#### Task requirements:
- 1) Summarize the Roger Farmer profile in two sentences.
- 2) Quote the part of the Roger Farmer profile that begins at the words "Academic background" and stops after "Angeles (Distinguished Emeritus)".

#### Text block:
====

- Born: April 4, 1955 (age 70) England

Academic background
- Alma mater: Manchester University University of Western Ontario
- Doctoral advisor: Joel Fried Michael Parkin Peter Howitt

Academic work
- Discipline: Economics
- Institutions: University of Warwick, University of California, Los Angeles (Distinguished Emeritus)
- Website: Information at IDEAS / RePEc;

= Roger Farmer =

American economist

Roger Edward Alfred Farmer is a British-American economist and is currently serving as professor at the University of Warwick and is a Distinguished Emeritus Professor and former Chair of the Economics department at the University of California, Los Angeles. He has also held positions at the University of Pennsylvania, the European University Institute and the University of Toronto. He is a Fellow of the Econometric Society, Research Associate of the National Bureau of Economic Research, and Research Fellow of the Centre for Economic Policy Research, and the former Research Director of the National Institute of Economic and Social Research (NIESR). He was made a Fellow of the Royal Economic Society in May 2025. In 2013, he was the Senior Houblon-Norman Fellow at the Bank of England. He is internationally recognized for his work on self-fulfilling prophecies. Farmer has published several scholarly articles in leading academic journals. He is also a co-founder of the Indeterminacy School in Macroeconomics. His body of work has advanced the view that beliefs are a new fundamental in economics that have the same methodological status as preferences, technology, and endowments. In his 1993 book, Macroeconomics of Self-fulfilling Prophecies, he argues that beliefs should be modeled with the introduction of a Belief Function, which explains how people form ideas about the future based on things they have seen in the past. In his 2010 book, Expectations, Employment and Prices, he suggests an alternative paradigm to New Keynesian economics which reintroduces a central idea from John Maynard Keynes' The General Theory of Employment, Interest and Money; that high involuntary unemployment can persist as a permanent equilibrium outcome. He provided an accessible introduction to these ideas in his 2010 book How the Economy Works, and more recently, in his 2016 book Prosperity for All, both of which were written for a general audience. The Farmer Monetary Model has different and high policy implications and relevance. Farmer's policy proposal to achieve full employment by controlling and stabilizing asset prices shows promise as a way to help prevent stock market crashes and deep recessions. His son is the economist Leland Edward Farmer, who joined the faculty at the University of Virginia in July 2017.

====

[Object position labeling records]
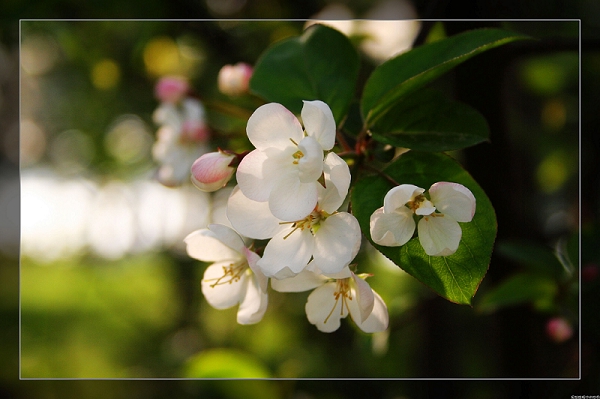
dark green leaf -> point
(536, 257)
(409, 71)
(519, 289)
(428, 121)
(321, 64)
(455, 277)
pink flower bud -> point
(194, 131)
(589, 272)
(211, 171)
(171, 89)
(235, 79)
(559, 329)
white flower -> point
(439, 233)
(233, 277)
(334, 298)
(328, 237)
(234, 80)
(212, 171)
(284, 168)
(181, 139)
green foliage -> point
(321, 65)
(427, 121)
(455, 277)
(407, 72)
(519, 289)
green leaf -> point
(409, 71)
(455, 277)
(519, 289)
(428, 121)
(536, 257)
(321, 64)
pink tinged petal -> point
(319, 123)
(378, 320)
(253, 259)
(205, 246)
(392, 229)
(310, 165)
(453, 199)
(337, 241)
(272, 125)
(292, 200)
(323, 310)
(211, 171)
(398, 196)
(303, 281)
(251, 218)
(228, 292)
(254, 304)
(364, 298)
(439, 234)
(228, 237)
(287, 250)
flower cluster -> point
(439, 232)
(183, 132)
(290, 191)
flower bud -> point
(559, 329)
(212, 171)
(171, 89)
(194, 131)
(234, 80)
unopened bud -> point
(559, 329)
(171, 89)
(211, 171)
(235, 79)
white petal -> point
(251, 218)
(310, 166)
(287, 250)
(398, 196)
(228, 237)
(378, 320)
(205, 246)
(319, 123)
(439, 235)
(323, 310)
(337, 242)
(337, 174)
(253, 259)
(228, 292)
(303, 281)
(453, 199)
(255, 180)
(254, 304)
(292, 200)
(364, 298)
(273, 125)
(392, 229)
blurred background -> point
(107, 291)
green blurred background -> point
(93, 309)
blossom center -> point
(312, 222)
(342, 291)
(231, 274)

====

#### Answers for this exercise:
- 1) Roger Farmer is a British-American economist who is a professor at the University of Warwick and a Distinguished Emeritus Professor at the University of California, Los Angeles. He is internationally recognized for his work on self-fulfilling prophecies, and his body of work has advanced the view that beliefs are a new fundamental in economics.

- 2)
Academic background
- Alma mater: Manchester University University of Western Ontario
- Doctoral advisor: Joel Fried Michael Parkin Peter Howitt

Academic work
- Discipline: Economics
- Institutions: University of Warwick, University of California, Los Angeles (Distinguished Emeritus)